(The data):
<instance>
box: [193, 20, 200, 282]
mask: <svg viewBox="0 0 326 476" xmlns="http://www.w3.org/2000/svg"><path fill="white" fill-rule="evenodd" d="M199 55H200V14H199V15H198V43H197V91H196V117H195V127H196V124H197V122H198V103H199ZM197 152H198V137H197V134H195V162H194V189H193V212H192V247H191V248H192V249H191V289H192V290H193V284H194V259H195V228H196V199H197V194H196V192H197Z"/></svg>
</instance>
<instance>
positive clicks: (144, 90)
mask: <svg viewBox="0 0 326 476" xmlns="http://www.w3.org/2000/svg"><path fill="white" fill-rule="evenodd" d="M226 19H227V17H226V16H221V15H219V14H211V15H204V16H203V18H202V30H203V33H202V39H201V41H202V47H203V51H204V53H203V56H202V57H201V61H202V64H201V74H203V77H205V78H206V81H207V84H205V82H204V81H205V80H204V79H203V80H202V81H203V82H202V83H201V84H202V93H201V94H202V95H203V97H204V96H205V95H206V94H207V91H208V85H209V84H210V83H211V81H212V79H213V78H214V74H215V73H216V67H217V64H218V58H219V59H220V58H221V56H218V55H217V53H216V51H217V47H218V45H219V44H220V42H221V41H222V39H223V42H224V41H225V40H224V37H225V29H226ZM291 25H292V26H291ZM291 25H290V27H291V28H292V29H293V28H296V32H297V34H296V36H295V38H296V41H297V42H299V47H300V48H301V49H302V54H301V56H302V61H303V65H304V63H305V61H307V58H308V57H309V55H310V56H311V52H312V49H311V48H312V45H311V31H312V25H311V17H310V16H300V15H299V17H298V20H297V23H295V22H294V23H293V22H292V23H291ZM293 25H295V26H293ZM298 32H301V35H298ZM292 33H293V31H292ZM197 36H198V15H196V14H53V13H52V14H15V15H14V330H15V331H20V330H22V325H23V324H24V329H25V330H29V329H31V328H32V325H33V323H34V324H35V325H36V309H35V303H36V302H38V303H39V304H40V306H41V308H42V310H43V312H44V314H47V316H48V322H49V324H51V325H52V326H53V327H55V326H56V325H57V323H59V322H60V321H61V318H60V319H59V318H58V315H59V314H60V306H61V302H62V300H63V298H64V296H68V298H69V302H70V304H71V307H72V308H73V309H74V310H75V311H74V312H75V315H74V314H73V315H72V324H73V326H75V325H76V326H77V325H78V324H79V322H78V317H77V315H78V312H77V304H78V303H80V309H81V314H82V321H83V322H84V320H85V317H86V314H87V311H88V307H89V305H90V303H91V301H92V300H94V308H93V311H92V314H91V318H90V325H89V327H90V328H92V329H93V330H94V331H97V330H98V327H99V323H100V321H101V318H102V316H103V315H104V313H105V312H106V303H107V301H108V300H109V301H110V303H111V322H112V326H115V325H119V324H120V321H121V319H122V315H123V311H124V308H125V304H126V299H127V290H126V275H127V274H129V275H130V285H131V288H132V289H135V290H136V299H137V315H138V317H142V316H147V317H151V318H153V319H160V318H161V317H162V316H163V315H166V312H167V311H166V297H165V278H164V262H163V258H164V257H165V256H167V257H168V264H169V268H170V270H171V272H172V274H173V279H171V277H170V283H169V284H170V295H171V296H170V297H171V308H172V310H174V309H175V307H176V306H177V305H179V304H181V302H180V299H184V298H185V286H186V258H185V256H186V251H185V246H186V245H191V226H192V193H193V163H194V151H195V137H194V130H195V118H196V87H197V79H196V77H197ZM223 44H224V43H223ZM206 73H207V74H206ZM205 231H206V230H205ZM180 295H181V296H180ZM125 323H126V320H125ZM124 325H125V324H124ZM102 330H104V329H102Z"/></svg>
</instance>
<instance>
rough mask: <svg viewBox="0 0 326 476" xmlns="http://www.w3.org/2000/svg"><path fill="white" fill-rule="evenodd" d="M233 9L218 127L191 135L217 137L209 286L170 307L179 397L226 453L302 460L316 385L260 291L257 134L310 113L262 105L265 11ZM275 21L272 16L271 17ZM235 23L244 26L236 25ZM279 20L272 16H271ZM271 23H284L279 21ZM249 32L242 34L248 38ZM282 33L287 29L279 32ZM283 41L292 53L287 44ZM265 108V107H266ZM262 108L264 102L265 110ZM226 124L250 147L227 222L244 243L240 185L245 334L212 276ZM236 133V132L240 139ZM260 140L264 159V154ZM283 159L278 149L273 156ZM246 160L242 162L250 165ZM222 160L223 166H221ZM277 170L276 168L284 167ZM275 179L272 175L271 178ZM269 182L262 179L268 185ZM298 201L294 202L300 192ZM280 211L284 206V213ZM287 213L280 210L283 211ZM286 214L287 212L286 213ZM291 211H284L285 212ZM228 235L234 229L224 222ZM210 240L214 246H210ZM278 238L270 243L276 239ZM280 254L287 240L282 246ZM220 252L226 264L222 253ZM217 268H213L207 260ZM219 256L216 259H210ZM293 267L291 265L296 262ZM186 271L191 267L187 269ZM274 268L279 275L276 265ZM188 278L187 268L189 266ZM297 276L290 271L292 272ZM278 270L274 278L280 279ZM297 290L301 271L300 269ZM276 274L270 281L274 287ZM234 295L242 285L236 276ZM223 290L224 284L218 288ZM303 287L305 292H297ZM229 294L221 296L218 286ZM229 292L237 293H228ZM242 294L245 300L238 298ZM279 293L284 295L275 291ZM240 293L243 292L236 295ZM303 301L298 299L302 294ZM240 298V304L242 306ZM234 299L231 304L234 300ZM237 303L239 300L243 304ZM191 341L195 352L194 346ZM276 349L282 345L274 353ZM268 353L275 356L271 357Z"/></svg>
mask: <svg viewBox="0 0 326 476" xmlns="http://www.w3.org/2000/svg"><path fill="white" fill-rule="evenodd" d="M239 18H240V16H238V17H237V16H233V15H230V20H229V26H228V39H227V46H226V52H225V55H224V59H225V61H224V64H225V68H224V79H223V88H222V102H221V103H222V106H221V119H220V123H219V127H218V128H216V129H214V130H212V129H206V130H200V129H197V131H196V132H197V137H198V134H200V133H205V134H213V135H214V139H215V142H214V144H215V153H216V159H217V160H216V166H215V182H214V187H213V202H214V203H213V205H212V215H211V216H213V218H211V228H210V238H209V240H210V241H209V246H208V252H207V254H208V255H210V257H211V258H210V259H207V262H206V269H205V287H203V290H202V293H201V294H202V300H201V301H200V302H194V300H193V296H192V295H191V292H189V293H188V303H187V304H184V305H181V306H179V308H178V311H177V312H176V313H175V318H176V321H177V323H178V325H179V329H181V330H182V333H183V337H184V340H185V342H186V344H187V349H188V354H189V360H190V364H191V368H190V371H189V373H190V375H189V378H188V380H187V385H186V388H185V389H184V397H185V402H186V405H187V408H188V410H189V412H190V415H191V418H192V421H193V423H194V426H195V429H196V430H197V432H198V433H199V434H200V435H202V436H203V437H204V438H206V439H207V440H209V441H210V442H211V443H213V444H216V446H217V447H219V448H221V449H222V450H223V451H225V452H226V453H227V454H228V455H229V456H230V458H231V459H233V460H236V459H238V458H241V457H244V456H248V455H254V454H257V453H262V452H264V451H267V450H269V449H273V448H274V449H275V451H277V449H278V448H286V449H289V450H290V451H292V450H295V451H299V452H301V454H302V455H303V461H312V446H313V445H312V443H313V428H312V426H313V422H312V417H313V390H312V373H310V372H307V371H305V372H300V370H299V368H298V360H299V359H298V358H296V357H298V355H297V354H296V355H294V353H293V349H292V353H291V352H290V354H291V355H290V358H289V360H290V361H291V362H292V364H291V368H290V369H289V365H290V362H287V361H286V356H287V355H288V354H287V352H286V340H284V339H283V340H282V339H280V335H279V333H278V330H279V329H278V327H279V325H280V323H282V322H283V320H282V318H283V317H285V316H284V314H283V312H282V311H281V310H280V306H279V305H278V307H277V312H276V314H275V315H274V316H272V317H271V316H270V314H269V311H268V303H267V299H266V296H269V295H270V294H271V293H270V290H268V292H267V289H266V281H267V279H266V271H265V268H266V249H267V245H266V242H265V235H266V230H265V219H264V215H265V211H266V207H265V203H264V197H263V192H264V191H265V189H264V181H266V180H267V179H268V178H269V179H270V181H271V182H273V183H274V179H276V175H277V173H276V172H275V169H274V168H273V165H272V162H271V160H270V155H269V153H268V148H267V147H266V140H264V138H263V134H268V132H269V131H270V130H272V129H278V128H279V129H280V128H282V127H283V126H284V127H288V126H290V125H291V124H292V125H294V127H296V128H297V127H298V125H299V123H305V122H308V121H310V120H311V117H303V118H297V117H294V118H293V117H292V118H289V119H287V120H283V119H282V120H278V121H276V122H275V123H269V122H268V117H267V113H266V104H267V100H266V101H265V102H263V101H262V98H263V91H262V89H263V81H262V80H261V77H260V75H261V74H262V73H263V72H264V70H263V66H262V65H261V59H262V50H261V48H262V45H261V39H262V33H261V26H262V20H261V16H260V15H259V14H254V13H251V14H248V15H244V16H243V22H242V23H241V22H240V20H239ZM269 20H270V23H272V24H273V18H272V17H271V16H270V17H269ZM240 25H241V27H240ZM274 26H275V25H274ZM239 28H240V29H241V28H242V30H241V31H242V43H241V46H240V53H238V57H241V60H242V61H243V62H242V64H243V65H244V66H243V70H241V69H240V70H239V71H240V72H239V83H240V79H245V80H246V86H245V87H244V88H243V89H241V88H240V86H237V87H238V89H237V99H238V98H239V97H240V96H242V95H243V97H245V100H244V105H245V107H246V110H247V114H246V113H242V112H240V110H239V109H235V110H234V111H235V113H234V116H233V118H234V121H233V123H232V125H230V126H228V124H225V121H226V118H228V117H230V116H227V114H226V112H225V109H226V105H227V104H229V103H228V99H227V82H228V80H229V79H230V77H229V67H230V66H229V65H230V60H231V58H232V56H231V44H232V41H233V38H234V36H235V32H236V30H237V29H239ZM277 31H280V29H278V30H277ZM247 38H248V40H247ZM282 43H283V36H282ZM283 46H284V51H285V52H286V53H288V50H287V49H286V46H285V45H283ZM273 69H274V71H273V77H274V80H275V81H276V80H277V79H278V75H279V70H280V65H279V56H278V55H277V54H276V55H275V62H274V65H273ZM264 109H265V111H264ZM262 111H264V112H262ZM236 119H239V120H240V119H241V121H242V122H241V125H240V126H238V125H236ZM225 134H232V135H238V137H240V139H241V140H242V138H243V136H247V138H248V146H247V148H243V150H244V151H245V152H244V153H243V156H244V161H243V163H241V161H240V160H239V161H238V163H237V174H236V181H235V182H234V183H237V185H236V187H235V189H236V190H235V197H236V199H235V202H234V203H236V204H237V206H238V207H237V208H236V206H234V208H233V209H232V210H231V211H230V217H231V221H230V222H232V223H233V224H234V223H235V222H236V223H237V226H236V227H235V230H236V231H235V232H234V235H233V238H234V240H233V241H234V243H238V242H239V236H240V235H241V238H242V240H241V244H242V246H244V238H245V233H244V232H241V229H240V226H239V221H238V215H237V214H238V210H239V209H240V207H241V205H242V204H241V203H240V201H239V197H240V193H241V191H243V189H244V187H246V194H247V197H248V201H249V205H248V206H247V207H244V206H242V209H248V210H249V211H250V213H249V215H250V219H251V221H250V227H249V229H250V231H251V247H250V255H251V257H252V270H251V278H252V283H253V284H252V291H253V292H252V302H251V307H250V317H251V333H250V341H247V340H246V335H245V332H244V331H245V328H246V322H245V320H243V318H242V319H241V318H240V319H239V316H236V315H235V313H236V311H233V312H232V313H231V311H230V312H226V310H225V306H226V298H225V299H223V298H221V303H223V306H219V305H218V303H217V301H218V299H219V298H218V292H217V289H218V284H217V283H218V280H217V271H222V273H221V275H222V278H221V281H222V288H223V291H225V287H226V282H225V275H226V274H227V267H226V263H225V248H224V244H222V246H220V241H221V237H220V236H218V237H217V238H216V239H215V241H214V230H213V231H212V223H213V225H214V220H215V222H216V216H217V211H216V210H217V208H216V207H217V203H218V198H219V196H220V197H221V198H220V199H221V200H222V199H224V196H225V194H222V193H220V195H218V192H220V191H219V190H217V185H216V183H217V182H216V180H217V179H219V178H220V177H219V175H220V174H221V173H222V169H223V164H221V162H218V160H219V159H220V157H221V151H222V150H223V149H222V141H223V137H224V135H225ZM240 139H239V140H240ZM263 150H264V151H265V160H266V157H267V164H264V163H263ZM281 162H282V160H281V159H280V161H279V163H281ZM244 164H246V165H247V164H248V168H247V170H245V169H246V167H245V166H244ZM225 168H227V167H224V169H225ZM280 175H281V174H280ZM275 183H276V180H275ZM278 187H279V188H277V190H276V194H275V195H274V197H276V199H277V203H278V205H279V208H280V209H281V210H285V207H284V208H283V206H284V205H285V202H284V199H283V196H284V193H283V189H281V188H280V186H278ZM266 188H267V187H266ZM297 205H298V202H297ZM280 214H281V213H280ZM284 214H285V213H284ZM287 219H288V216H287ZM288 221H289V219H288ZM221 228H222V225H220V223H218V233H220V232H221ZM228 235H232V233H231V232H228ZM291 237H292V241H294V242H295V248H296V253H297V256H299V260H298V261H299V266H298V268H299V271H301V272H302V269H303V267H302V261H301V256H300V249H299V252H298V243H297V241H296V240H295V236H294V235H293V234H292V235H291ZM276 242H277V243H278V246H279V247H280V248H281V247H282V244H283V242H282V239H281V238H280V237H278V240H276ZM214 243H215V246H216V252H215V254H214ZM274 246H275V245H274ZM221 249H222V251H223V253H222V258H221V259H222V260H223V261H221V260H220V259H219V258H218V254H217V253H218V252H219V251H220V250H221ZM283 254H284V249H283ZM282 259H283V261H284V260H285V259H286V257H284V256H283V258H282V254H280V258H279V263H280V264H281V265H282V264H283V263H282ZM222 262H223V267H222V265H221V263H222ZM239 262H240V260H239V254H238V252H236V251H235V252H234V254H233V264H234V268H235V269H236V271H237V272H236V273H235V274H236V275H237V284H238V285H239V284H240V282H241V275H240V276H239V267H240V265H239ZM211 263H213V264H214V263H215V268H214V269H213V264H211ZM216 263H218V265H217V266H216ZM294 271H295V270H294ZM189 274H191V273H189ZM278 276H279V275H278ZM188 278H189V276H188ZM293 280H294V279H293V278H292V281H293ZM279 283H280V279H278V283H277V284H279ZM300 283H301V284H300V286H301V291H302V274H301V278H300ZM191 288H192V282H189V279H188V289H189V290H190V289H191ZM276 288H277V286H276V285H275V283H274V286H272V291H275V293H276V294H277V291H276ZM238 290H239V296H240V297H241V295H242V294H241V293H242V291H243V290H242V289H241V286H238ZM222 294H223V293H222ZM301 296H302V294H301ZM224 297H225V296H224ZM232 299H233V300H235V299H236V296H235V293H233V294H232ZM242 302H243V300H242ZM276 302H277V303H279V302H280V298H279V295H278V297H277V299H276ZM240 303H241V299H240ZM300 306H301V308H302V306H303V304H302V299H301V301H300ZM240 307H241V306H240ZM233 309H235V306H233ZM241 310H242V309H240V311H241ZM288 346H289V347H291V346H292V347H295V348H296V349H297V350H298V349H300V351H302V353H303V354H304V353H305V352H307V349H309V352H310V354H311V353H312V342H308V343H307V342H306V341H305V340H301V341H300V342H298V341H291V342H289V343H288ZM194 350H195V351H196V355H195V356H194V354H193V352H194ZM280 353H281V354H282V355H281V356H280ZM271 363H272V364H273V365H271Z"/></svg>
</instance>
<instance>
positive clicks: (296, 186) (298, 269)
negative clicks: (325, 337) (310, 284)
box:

(Your instructions): The required result is an exact repeat of the records above from the line containing "positive clicks: (296, 186) (298, 269)" to their final line.

(Problem solution):
positive clicks: (296, 186) (298, 269)
negative clicks: (325, 337) (310, 284)
box:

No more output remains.